**THE REQUEST**
Reproduce every entry below word for word, without changing anything.

**DATA SHOWN**
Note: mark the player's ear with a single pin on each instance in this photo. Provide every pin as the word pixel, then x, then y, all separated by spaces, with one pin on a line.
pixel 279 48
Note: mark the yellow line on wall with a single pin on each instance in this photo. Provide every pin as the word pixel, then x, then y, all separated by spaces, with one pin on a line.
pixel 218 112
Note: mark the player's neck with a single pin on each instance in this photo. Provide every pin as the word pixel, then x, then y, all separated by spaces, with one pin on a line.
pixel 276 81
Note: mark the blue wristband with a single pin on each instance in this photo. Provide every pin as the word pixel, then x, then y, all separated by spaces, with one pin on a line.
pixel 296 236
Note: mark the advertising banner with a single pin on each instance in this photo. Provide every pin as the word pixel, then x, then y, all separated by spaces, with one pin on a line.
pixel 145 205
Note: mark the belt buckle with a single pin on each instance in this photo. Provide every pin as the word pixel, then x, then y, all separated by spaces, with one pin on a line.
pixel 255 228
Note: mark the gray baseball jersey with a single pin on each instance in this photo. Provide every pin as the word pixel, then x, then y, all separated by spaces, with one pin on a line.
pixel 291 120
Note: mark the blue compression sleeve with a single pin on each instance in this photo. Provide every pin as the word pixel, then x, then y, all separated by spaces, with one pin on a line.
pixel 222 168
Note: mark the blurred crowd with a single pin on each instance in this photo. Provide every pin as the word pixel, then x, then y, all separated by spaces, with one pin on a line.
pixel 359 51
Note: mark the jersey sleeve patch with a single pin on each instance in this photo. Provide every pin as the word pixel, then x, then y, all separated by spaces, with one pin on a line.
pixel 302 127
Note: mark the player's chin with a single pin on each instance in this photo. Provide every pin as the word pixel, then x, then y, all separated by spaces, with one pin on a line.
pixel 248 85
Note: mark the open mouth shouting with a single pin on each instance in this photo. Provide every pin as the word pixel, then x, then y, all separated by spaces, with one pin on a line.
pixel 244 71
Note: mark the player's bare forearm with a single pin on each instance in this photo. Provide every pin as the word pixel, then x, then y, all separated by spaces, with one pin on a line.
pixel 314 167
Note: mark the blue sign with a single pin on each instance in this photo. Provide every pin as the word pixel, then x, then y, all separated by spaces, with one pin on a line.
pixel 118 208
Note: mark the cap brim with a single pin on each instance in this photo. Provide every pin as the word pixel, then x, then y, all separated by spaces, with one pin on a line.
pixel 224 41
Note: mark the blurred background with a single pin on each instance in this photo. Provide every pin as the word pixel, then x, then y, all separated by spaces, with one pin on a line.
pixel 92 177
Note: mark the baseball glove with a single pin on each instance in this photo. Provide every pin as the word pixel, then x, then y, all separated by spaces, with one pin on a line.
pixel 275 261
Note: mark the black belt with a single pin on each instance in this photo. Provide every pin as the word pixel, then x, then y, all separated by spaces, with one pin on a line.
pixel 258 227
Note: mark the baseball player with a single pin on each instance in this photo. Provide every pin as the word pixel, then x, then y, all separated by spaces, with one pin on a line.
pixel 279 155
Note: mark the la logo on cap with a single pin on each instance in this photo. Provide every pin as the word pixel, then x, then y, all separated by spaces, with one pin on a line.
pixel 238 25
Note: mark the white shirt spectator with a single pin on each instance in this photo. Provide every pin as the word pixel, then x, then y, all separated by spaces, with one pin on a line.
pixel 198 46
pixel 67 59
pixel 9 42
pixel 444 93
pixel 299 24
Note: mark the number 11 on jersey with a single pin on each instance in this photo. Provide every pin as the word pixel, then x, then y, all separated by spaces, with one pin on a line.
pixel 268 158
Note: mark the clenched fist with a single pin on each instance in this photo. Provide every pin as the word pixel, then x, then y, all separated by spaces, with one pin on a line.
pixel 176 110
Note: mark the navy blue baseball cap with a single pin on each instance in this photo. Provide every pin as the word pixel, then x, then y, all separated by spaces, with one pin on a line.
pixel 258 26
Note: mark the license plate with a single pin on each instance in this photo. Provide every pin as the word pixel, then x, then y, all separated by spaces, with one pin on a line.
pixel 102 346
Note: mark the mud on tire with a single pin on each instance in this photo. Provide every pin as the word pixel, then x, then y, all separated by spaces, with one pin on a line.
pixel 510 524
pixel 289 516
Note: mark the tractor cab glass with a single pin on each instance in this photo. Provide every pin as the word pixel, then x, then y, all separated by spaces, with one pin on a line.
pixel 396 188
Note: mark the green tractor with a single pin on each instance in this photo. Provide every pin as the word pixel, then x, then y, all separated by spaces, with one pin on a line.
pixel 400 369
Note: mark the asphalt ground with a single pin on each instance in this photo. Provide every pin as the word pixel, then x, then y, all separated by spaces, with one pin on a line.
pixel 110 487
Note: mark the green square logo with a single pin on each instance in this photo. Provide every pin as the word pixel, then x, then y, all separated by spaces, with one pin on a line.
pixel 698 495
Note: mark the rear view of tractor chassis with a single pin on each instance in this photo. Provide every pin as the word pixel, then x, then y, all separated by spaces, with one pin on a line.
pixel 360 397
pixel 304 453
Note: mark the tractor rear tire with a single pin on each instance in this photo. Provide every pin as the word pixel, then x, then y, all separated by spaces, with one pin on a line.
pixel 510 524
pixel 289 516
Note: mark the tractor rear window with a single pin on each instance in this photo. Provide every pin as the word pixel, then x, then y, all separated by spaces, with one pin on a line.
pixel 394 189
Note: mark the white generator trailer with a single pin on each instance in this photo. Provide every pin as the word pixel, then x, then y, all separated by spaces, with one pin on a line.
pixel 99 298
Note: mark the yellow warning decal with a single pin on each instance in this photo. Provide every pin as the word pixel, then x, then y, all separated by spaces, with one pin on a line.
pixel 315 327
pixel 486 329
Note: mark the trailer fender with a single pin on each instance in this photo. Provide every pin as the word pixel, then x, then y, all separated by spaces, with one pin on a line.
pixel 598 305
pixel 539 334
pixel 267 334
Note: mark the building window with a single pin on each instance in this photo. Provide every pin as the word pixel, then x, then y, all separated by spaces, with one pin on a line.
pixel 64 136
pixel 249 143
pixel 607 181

**TASK RESULT**
Note: mark the player's ear with a single pin on each instance in this photo. Provide every pin as the word pixel, then x, then y, all separated by spaces, with one pin on a line.
pixel 279 48
Note: mark the yellow line on wall with a single pin on each instance in this photo. Provide every pin as the word pixel, then x, then y, all separated by spaces, with one pin on a line.
pixel 218 112
Note: mark the player's neck with a single pin on each instance in this photo. Provide every pin as the word pixel, then x, then y, all separated by spaces, with one pin on a line.
pixel 276 81
Note: mark the blue wristband with a single pin on each instance in this photo. Provide every pin as the word pixel, then x, then y, all separated by spaces, with one pin on a line.
pixel 296 236
Note: mark the advertising banner with a single pin on each instance in this photo. Provide every pin as the word pixel, then x, then y, all separated by spaces, with one pin on a line.
pixel 145 205
Note: mark the belt buckle with a single pin on each instance in this photo. Provide every pin as the word pixel, then x, then y, all separated by spaces, with one pin on a line.
pixel 255 228
Note: mark the gray baseball jersey with a single pin on each instance in this photo. Provide every pin as the word pixel, then x, then y, all separated by spaces, with one pin on a line.
pixel 291 120
Note: mark the blue compression sleeve with a single pin on each instance in this photo. Provide every pin as the word pixel, then x, then y, all separated by spaces, with one pin on a line.
pixel 222 168
Note: mark the blurred crowd with a single pin on each instance in this photo. Provide every pin as the word pixel, then x, then y, all separated by spaces, with one pin on a line.
pixel 359 51
Note: mark the jersey sleeve patch with a single pin on each instance in this photo. Provide every pin as the word pixel, then x, then y, all separated by spaces, with one pin on a line.
pixel 302 127
Note: mark the player's chin with a single pin on each instance in this photo. Provide every pin as the word pixel, then x, then y, all separated by spaces, with one pin on a line.
pixel 248 85
Note: mark the open mouth shouting with a single pin on each instance in this photo. Provide every pin as the word pixel, then x, then y, all separated by spaces, with one pin on a line.
pixel 244 71
Note: mark the player's bare forearm with a single pin on each instance in this photo. Provide every pin as the word pixel, then x, then y, all separated by spaces, with one pin on a line.
pixel 314 167
Note: mark the blue sign with a single pin on each instance in this photo. Provide every pin as the word pixel, then x, then y, all separated by spaces, with one pin on a line.
pixel 118 208
Note: mark the cap brim with a single pin on each instance in this photo. Provide every pin as the word pixel, then x, then y, all separated by spaces, with one pin on a line.
pixel 224 41
Note: mark the blurred background with a single pin on each instance in this photo. Provide every pin as the word pixel, then x, then y, all separated by spaces, with one pin on a line.
pixel 92 177
Note: mark the baseball glove with a single pin on each instance in this photo. Provide every pin as the word pixel, then x, then y, all separated by spaces, with one pin on a line.
pixel 275 261
Note: mark the black belt with a single pin on each instance in this photo. Provide every pin as the word pixel, then x, then y, all separated by spaces, with one pin on a line.
pixel 258 227
Note: mark the baseball player with a single pin on each instance in this photo. Provide every pin as the word pixel, then x, then y, all separated by spaces, with one pin on a line.
pixel 279 155
Note: mark the la logo on cap with a single pin on each instance in this photo. Provide every pin as the word pixel, then x, then y, all separated by spaces, with one pin on a line.
pixel 238 25
Note: mark the white shirt spectator with a single pin on each instance in this photo. Provide every pin as the word pixel, then x, then y, all separated by spaces, with one pin on a line.
pixel 198 46
pixel 67 59
pixel 9 42
pixel 444 93
pixel 299 24
Note: mark the number 11 on jersey with a single pin on each instance in this photo. Provide every pin as the word pixel, then x, then y, all separated by spaces, with one pin on a line.
pixel 268 158
Note: mark the clenched fist with a single pin on each instance in this photo. Provide every pin as the word pixel, then x, then y, all separated by spaces, with one pin on a line.
pixel 176 110
Note: mark the navy blue baseball cap with a single pin on each instance in this photo. Provide every pin as the word pixel, then x, then y, all separated by spaces, with one pin on a line.
pixel 258 26
Note: mark the license plate with a single pin on each instance in this photo. Provide every pin as the word pixel, then x, then y, all separated by spaces, with one pin on a line.
pixel 102 346
Note: mark the mud on tire with a single pin on each instance in this photo. Provide every pin as the word pixel, then x, then y, all separated by spaces, with one pin on a line.
pixel 510 524
pixel 289 516
Note: mark the tractor cab glass with a single pin on each instance in this photo. Provide every pin as the word pixel, then x, then y, all separated by spaces, with one pin on a line.
pixel 396 188
Note: mark the green tractor with a single pin on each instance in this photo. Provide every pin as the word pixel, then x, then y, all separated by spaces, with one pin on a line.
pixel 400 369
Note: mark the asphalt ground with a single pin on each instance in this photo. Provide every pin as the word pixel, then x, then y, all separated by spaces, with one pin on a line.
pixel 110 487
Note: mark the green square logo with a single pin on each instance in this photo. Provide every pin as the word pixel, then x, then y, all separated by spaces, with one pin on a line.
pixel 698 495
Note: mark the rear view of tractor chassis with a single pin on each instance in this photo. Provide every pin as the word pixel, then x, then y, all separated by spaces, with one pin on a line.
pixel 360 397
pixel 304 453
Note: mark the tractor rear tire with a single pin on each instance in this photo. Provide every pin as the word pixel, then x, then y, all separated by spaces, with one pin on a line.
pixel 510 524
pixel 289 516
Note: mark the tractor rear window with a single pin on each instance in this photo. Provide every pin as the word pixel, then x, then y, all separated by spaces, with one pin on a line.
pixel 394 189
Note: mark the white generator trailer with a single pin on each instance in this photo. Provide every pin as the word pixel, then x, then y, all separated by spaces, with one pin on a line.
pixel 99 298
Note: mark the yellow warning decal with a single pin on each instance in this photo. Provide every pin as the word pixel, then x, then y, all separated by spaces, with one pin on a line.
pixel 315 327
pixel 486 329
Note: mark the trailer fender with a single pin on each instance in this photo. Provide every pin as the word pixel, then x, then y, all separated by spaces, with one pin on a line.
pixel 598 305
pixel 539 334
pixel 267 334
Note: mark the building window with a single pin on each instance in this photo. Provide every pin as the word pixel, then x, then y, all separated by spaces, with one pin on a line.
pixel 64 136
pixel 249 143
pixel 607 181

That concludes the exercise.